Work required
Update the items below by replacing "vertical metal bar" with "upright steel rod" and leaving everything else unchanged.

Entries from a point annotation set:
- - -

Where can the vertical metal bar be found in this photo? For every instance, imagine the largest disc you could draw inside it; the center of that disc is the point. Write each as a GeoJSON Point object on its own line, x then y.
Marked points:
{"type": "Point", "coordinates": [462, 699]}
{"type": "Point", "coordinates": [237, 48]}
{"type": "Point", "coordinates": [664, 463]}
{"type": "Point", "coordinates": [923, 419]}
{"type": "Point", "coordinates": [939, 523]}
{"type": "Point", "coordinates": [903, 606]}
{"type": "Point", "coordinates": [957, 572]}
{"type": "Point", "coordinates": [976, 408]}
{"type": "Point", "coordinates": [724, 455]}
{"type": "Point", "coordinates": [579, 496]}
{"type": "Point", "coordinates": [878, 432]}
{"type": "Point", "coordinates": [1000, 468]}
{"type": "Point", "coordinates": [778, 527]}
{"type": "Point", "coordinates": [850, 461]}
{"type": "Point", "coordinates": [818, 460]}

- - -

Task result
Where can the upright steel rod be found in this photo? For every instance, imagine the largest disc you could draw inside it; the center of that disc is the point. Write each as a GeoJSON Point object on its own line, x then y.
Marked points:
{"type": "Point", "coordinates": [462, 699]}
{"type": "Point", "coordinates": [237, 48]}
{"type": "Point", "coordinates": [664, 463]}
{"type": "Point", "coordinates": [923, 419]}
{"type": "Point", "coordinates": [939, 523]}
{"type": "Point", "coordinates": [903, 606]}
{"type": "Point", "coordinates": [957, 572]}
{"type": "Point", "coordinates": [976, 408]}
{"type": "Point", "coordinates": [724, 455]}
{"type": "Point", "coordinates": [579, 496]}
{"type": "Point", "coordinates": [878, 432]}
{"type": "Point", "coordinates": [1000, 468]}
{"type": "Point", "coordinates": [778, 527]}
{"type": "Point", "coordinates": [850, 461]}
{"type": "Point", "coordinates": [818, 460]}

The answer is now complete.